Verilen metin:

_ _ _ _

Herhangi bir ölçüye bağlı kalınmayan ölçüdür. Hecelerin açık veya kapalı olmasına ya da sayılarına bakmaksızın şairin tamamen kendi üslubuna göre yazmasıdır. Serbest ölçü, Türk şiirinde 1940’lardan sonra Orhan Veli Kanık ile yaygınlaşmaya başlamıştır.

ANLATAMIYORUM
Ağlasam sesimi duyar mısınız,
Mısralarımda;
Dokunabilir misiniz,
Gözyaşlarıma, ellerinizle?
Bilmezdim şarkıların bu kadar güzel,
Kelimelerinse kifayetsiz olduğunu
Bu derde düşmeden önce.
Bir yer var, biliyorum;
Her şeyi söylemek mümkün;
Epeyce yaklaşmışım, duyuyorum;
Anlatamıyorum.
Orhan VELİ

B) Redif

Dize sonlarında aynı görevdeki eklerin ya da tekrarlanan kelimelerin oluşturduğu ses benzerliğidir.

Garibim namıma Kerem diyorlar
Aslı’mı el almış harem diyorlar
Hastayım derdime verem diyorlar
Maraşlı Şeyhoğlu Satılmış’ım ben      (diyorlar’lar sözcük halinde redif,  –rem’ler zengin uyak)

Söz ola kese savaşı      
Söz ola kestire başı
Söz ola ağulu aşı
Bal ile yağ ede bir söz                 (-ı’lar ek halinde redif, –aş‘lar tam uyak)
Yunus Emre

Uyarı: Bütün şiirlerde redif kullanılmayabilir.

_ _ _ _

Veri kümesi kesiti:
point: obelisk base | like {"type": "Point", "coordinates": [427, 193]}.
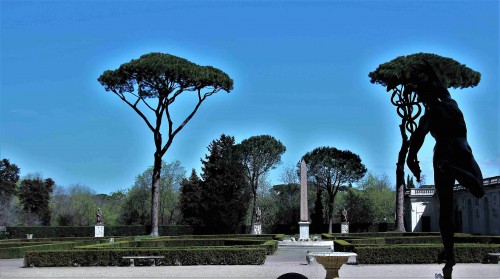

_ _ _ _

Görev gereksinimleri: Verilen metinde "Dize sonlarında aynı" ifadesinden başlayıp "redif, –aş‘lar tam uyak)" ifadesi de dahil olmak üzere uzanan bölümü, "Kerem" adını "Mecnun" olarak değiştirerek yeniden yazın.

Görevin sonucu:
Dize sonlarında aynı görevdeki eklerin ya da tekrarlanan kelimelerin oluşturduğu ses benzerliğidir.

Garibim namıma Mecnun diyorlar
Aslı’mı el almış harem diyorlar
Hastayım derdime verem diyorlar
Maraşlı Şeyhoğlu Satılmış’ım ben      (diyorlar’lar sözcük halinde redif,  –rem’ler zengin uyak)

Söz ola kese savaşı      
Söz ola kestire başı
Söz ola ağulu aşı
Bal ile yağ ede bir söz                 (-ı’lar ek halinde redif, –aş‘lar tam uyak)